INFORMATION SHOWN:
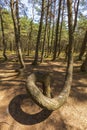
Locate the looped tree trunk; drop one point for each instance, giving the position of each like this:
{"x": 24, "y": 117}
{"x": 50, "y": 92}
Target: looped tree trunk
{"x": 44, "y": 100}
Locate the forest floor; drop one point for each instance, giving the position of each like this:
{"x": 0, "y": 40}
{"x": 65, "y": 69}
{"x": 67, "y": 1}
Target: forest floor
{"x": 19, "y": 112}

* * *

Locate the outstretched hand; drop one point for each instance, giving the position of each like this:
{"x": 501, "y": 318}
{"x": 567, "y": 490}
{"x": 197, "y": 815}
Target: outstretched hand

TASK PROMPT: Please print the records starting at the line containing "Locate the outstretched" and ending at the line containing "Target: outstretched hand", with both of those lines included.

ANSWER BELOW:
Locate the outstretched hand; drop one point for each instance, giving the position of each like this:
{"x": 501, "y": 318}
{"x": 567, "y": 490}
{"x": 197, "y": 815}
Target: outstretched hand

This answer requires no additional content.